Generally, our knowledge about gut health, and our microbiome, is on the increase. People are now savvier about making it a health priority. But your gut isn’t the only organ that requires some attention.
In 2008, the Human Microbiome Project confirmed that our skin also has it’s own ecology and set about learning how to care for it. They found that feeding and nurturing your skin's microbes is essential in achieving optimal skin health, as they protect our skin, help it perform its basic functions and prevent premature ageing. Stripping and abrasive antibacterial products commonly used today as part of our daily skincare regimens can damage this ecology by killing both the good and the bad bacteria. When, in actuality, we really need to preserve the good. Oddly enough it seems that there is such a thing as being too clean! A quick and easy way to help the ecology of your skin would be to only cleanse your face once a day, I like to do so in the evening but that is a personal choice.
I like to think of microbes as your skin’s built-in army, on the front line of your defence system. These microbes support the structure of your skin, block invading pathogens, and keep moisture locked in. They do this through several functions. One of the ways is through competitive exclusion, the good microbes form a shield on the surface of the skin and eat all the nourishment available. This is to build up strength so there is no space, or food, for the bad bacteria to grow.
Probiotics are the live bacteria or microorganisms that benefit our body when consumed or applied. In terms of your skin, probiotics help to increase the bonds between the skin’s individual cells, thus strengthening its barrier and keeping moisture locked in. When you strengthen these bindings it also helps to alter, and improve, the look and feel of the skin, making it appear more hydrated and plump.

++++++++++++++++++++

QUESTIONS TO ANSWER:
A - Set down the part of the skin microbiome passage between "Probiotics are the" and "hydrated and plump.", inclusive.
B - According to the skin microbiome passage, what three things do skin microbes do in the sentence beginning "These microbes support"? List them.
C - Extend the skin microbiome passage from where it stops.
These lines come from a separate source.

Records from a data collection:
++++++++++++++++++++

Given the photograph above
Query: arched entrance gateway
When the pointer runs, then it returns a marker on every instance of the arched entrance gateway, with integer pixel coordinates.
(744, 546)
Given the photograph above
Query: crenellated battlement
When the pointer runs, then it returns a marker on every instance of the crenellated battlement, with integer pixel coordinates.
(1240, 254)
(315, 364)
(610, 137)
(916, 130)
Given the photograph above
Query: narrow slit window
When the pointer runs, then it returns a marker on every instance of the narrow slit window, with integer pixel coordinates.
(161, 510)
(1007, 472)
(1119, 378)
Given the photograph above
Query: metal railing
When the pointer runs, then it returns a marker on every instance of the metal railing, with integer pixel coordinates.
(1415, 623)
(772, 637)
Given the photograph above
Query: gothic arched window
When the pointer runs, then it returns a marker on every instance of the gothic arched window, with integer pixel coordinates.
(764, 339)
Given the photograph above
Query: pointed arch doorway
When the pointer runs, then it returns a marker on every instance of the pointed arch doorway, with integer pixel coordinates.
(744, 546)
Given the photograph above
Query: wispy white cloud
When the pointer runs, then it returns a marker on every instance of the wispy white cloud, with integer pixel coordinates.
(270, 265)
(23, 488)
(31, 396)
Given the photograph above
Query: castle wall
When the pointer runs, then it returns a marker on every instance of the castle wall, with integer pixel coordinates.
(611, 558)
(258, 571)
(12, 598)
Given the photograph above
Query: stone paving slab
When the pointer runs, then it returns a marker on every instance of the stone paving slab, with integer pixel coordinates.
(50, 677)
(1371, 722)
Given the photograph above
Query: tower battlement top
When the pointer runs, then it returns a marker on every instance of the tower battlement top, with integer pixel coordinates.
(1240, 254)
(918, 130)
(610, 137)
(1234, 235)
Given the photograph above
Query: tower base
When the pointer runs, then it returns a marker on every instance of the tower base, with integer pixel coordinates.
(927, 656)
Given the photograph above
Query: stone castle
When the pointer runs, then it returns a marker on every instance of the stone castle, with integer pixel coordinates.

++++++++++++++++++++

RESPONSES BY TASK:
A -
Probiotics are the live bacteria or microorganisms that benefit our body when consumed or applied. In terms of your skin, probiotics help to increase the bonds between the skin’s individual cells, thus strengthening its barrier and keeping moisture locked in. When you strengthen these bindings it also helps to alter, and improve, the look and feel of the skin, making it appear more hydrated and plump.

B -
- support the structure of your skin
- block invading pathogens
- keep moisture locked in

C -
Hydration is not the only benefit you may see from protecting and feeding your microbiome. It really helps to improve your skin’s barrier function by lessening its immune response. An impaired skin barrier is more inflammatory and easily stimulated but this combats that. When your skin is really strong and happy it’s less reactive and more resilient.
Similarly, to your gut, microbial diversity is achievable through the use of pre and probiotics but rather than taking a morning supplement, we can use these topically. There are only a few brands worldwide that use live probiotics in their products. Doing a course using these products can feed the good bacteria and strengthen your own microbiome. To avoid your skin becoming reliant on these products instead of creating its own defence system, we would suggest using a live probiotic serum for a couple of months once or twice a year. It is really helpful to provide food for those good bacteria soldiers!